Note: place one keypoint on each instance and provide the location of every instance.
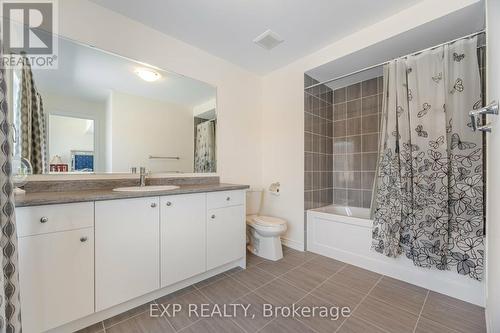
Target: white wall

=-=-=

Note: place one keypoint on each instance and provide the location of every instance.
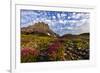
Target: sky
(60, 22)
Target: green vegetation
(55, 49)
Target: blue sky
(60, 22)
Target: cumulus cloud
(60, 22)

=-=-=

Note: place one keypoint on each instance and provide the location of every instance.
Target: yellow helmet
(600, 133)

=-=-=

Your goal
Pull every line that contains the string "Target" from the listing above, and copy each one unchanged.

Worked solution
Target: white wall
Target: sky
Target: green vegetation
Target: blue sky
Target: cumulus cloud
Target: yellow helmet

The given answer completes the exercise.